◆ Aim of the exercise
Your reply should be a faithful copy of the records below, free of pictures.

◆ Data for analysis
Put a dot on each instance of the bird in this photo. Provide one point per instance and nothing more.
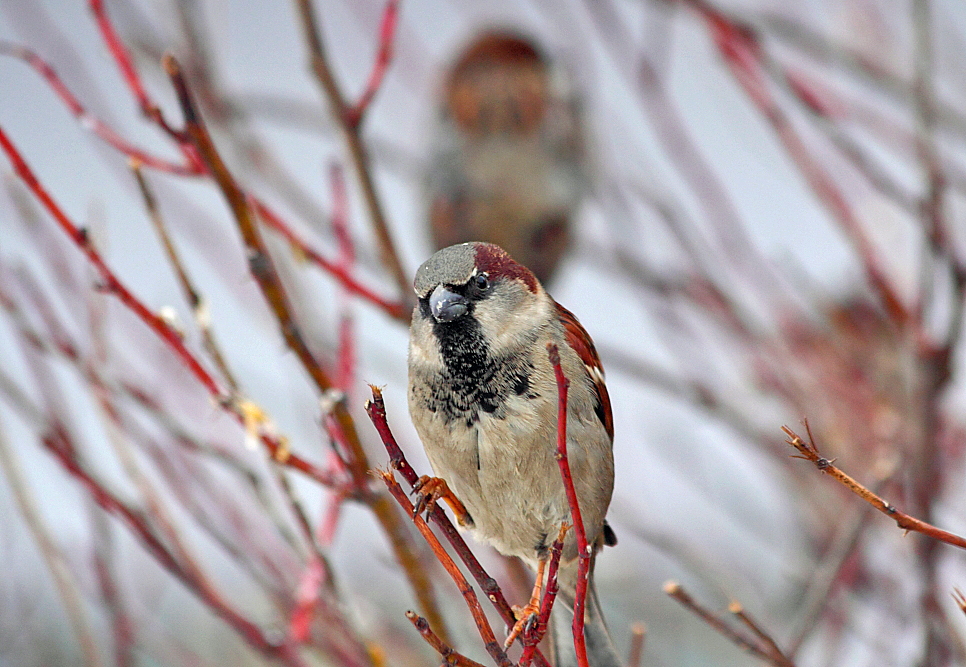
(483, 399)
(507, 161)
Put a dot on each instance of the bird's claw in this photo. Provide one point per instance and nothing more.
(431, 489)
(528, 618)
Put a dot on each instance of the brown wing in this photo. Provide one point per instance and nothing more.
(580, 341)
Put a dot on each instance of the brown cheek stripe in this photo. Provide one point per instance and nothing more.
(495, 261)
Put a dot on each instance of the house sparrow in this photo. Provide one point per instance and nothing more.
(483, 398)
(507, 156)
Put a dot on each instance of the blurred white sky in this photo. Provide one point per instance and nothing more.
(678, 476)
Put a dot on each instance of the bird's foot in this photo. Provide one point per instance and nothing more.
(430, 489)
(527, 618)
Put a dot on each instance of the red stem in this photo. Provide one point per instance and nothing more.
(583, 549)
(272, 220)
(114, 286)
(376, 409)
(546, 605)
(91, 122)
(387, 30)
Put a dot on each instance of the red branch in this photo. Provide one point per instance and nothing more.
(194, 166)
(273, 221)
(161, 328)
(740, 49)
(91, 122)
(387, 30)
(583, 549)
(59, 446)
(376, 409)
(479, 617)
(530, 641)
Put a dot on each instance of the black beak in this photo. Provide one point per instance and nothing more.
(446, 306)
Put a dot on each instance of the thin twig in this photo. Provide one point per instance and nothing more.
(90, 121)
(450, 657)
(531, 639)
(265, 274)
(376, 409)
(638, 634)
(157, 324)
(197, 302)
(349, 121)
(779, 659)
(52, 556)
(676, 591)
(809, 452)
(493, 647)
(584, 550)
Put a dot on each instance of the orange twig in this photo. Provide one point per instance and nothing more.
(493, 647)
(584, 550)
(809, 452)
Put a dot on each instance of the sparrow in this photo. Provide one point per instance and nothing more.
(507, 160)
(483, 399)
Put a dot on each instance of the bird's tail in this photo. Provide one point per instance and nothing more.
(600, 647)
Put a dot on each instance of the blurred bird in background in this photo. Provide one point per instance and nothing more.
(507, 165)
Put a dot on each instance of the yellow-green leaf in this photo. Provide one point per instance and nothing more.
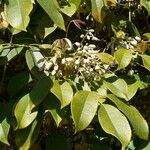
(97, 10)
(23, 112)
(123, 57)
(63, 92)
(51, 8)
(17, 13)
(146, 61)
(115, 123)
(137, 121)
(83, 108)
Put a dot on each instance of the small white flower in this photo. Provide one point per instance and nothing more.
(95, 38)
(56, 67)
(85, 47)
(77, 62)
(82, 36)
(69, 59)
(91, 70)
(138, 38)
(86, 61)
(92, 46)
(91, 30)
(53, 72)
(48, 65)
(97, 67)
(106, 66)
(131, 47)
(77, 44)
(127, 46)
(88, 37)
(63, 61)
(133, 42)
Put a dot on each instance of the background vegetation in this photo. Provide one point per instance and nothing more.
(74, 74)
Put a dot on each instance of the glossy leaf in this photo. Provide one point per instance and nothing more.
(146, 4)
(56, 141)
(17, 13)
(13, 53)
(137, 121)
(106, 58)
(119, 88)
(132, 89)
(23, 112)
(69, 9)
(123, 57)
(83, 108)
(63, 92)
(4, 130)
(25, 138)
(97, 10)
(17, 82)
(52, 104)
(115, 123)
(40, 91)
(51, 9)
(146, 61)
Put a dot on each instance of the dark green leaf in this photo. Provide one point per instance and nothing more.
(83, 108)
(115, 123)
(137, 121)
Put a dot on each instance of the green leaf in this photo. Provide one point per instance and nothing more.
(123, 56)
(146, 61)
(25, 138)
(23, 112)
(137, 121)
(56, 142)
(97, 10)
(69, 9)
(115, 123)
(4, 130)
(13, 53)
(63, 92)
(17, 82)
(17, 13)
(132, 89)
(119, 88)
(83, 108)
(40, 91)
(106, 58)
(52, 104)
(51, 9)
(146, 4)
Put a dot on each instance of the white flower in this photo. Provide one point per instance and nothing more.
(97, 67)
(133, 42)
(85, 47)
(77, 62)
(92, 46)
(138, 38)
(69, 59)
(91, 70)
(91, 30)
(88, 37)
(53, 72)
(82, 36)
(69, 44)
(106, 66)
(77, 44)
(48, 65)
(56, 67)
(95, 38)
(63, 61)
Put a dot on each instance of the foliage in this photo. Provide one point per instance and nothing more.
(73, 66)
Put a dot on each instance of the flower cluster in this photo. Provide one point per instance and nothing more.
(79, 59)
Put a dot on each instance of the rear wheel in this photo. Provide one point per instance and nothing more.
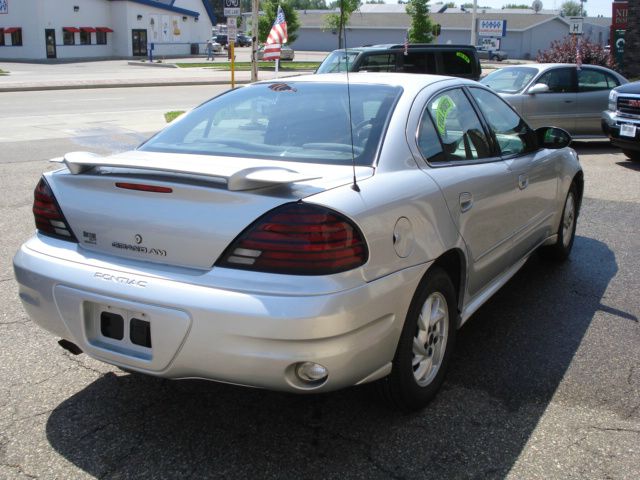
(632, 154)
(425, 345)
(560, 250)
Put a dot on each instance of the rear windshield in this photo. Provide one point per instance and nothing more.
(337, 61)
(510, 79)
(458, 63)
(306, 122)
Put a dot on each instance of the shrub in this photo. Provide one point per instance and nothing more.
(565, 50)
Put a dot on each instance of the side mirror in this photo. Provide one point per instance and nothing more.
(552, 137)
(538, 88)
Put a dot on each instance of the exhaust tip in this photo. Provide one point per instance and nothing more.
(70, 347)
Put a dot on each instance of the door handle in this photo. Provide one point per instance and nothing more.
(466, 201)
(523, 181)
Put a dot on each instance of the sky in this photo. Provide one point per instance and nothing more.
(593, 7)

◆ Completed exercise
Put a dot on each instance of the bird in this photo. Provide one point per instance and nothing more.
(483, 399)
(507, 161)
Put a dot on each instance of the bird's claw in this photo. Provide one point per instance and nothing more.
(431, 489)
(528, 618)
Put a dot on each instance of the brown wing in this photo. Provide one point per instance and nothing more.
(580, 341)
Put a dot on each instance of the brown cheek stripe in this photo. Provide one point per instance and nothing more.
(495, 261)
Put a dot on each instance of the house sparrow in this photo. Provide one point per instance and nothing more.
(483, 398)
(507, 156)
Put a dot on each instance of the blurred white sky in this photo. Provide one point per instance and nothing more.
(678, 476)
Put a dot on each instance of the bird's foot in this photo. Provide one point per instance and nothing more.
(430, 489)
(527, 618)
Put a dot on each instance of the red stem in this photo. Provide one point per instance and nothing more.
(583, 549)
(272, 220)
(114, 286)
(376, 409)
(546, 605)
(91, 122)
(387, 30)
Put a dot on each instance of the red branch in this photo. Provide one point per instance and nothing more.
(194, 166)
(273, 221)
(161, 328)
(740, 49)
(91, 122)
(387, 30)
(583, 549)
(59, 446)
(376, 409)
(479, 617)
(530, 641)
Put a dot on each instance of the black beak in this photo. Provide one point per instance and nothing more.
(446, 306)
Put a dot on each instance of the thin twig in this photo. Provide one point per instance and nothing more.
(90, 121)
(450, 657)
(531, 639)
(265, 274)
(376, 409)
(638, 634)
(157, 324)
(197, 302)
(349, 121)
(779, 659)
(52, 556)
(676, 591)
(809, 452)
(493, 647)
(584, 550)
Put a dot on each instance of the orange twig in this photo. Provide one point per instance and nothing more.
(493, 647)
(584, 550)
(809, 452)
Put a dot on each instance of the sparrow in this photo. Provide one point per instance and nothing more.
(507, 160)
(483, 399)
Put a dot on each instance of the bird's tail in this photo. Provide one point per instance and nothing more.
(600, 647)
Put a dot on each instance of the blurred bird in background in this photo. Provide one point per instance and nothing more.
(507, 165)
Put a dot on each instance of the yellow-green leaf in this photo. Provide one point per instance and nothing more.
(97, 10)
(23, 112)
(123, 57)
(63, 92)
(51, 8)
(17, 13)
(146, 61)
(115, 123)
(137, 121)
(83, 108)
Put a dot on each instance of the small white flower in this photo. Provide one point per instance and nothing more.
(95, 38)
(56, 67)
(85, 47)
(77, 62)
(82, 36)
(69, 59)
(91, 70)
(138, 38)
(86, 61)
(92, 46)
(91, 30)
(53, 72)
(48, 65)
(97, 67)
(106, 66)
(131, 47)
(77, 44)
(127, 46)
(88, 37)
(63, 61)
(133, 42)
Put a dot on each instance of the background vegetation in this photo. Provide one point per instance and nothing more.
(74, 74)
Put a dot on each instance of the glossy leaf in this photo. Provide one point per instance and nothing more.
(146, 4)
(56, 141)
(17, 13)
(13, 53)
(137, 121)
(106, 58)
(119, 88)
(132, 89)
(23, 112)
(69, 9)
(123, 57)
(83, 108)
(63, 92)
(4, 130)
(25, 138)
(97, 10)
(17, 82)
(52, 104)
(115, 123)
(40, 91)
(51, 9)
(146, 61)
Put a dot on each instance of the dark green leaf in this photo. Provide one point per instance and nothing more.
(83, 108)
(115, 123)
(137, 121)
Put a dot on each instance of the green leaf in this photo. Provide one point per instance and nothing more.
(123, 56)
(146, 61)
(25, 138)
(23, 112)
(137, 121)
(56, 142)
(97, 10)
(69, 9)
(115, 123)
(4, 130)
(13, 53)
(63, 92)
(17, 82)
(17, 13)
(132, 89)
(119, 88)
(83, 108)
(40, 91)
(106, 58)
(52, 104)
(51, 9)
(146, 4)
Put a dot on each instance of the white flower in this photo. Provide one point per instance and nothing more.
(97, 67)
(133, 42)
(85, 47)
(77, 62)
(92, 46)
(138, 38)
(69, 59)
(91, 70)
(91, 30)
(88, 37)
(53, 72)
(82, 36)
(69, 44)
(106, 66)
(77, 44)
(48, 65)
(56, 67)
(95, 38)
(63, 61)
Put a dot on each instance of the foliage in this photo. Provide one point per instance and nothing more.
(73, 66)
Put a dot on each instance of the flower cluster in this photo. Provide one point per instance and nothing more.
(79, 59)
Put a dot on each instance of the rear wheel in this photo. Provide one point per instance and nothing more.
(632, 154)
(425, 345)
(560, 250)
Put a dot on each instance of the rear windshield in this photo. Provide one point per instance and nothing more.
(337, 61)
(510, 79)
(458, 63)
(306, 122)
Put a dot on each instance of the shrub in this photo. Provide one point per instance and nothing more.
(565, 50)
Put a dot on each instance of the side mirror in this photo. Provide one point per instance and nothing more.
(552, 137)
(538, 88)
Put a dot on each instance of the exhaust tip in this photo. Provide one point per instance and nothing more.
(70, 347)
Put a dot on each instance of the door handle in this photo. Provide one point per instance and nothing more.
(466, 201)
(523, 181)
Put a dot on each instance of the sky in this photo. Provide one point per instance and nothing more.
(593, 7)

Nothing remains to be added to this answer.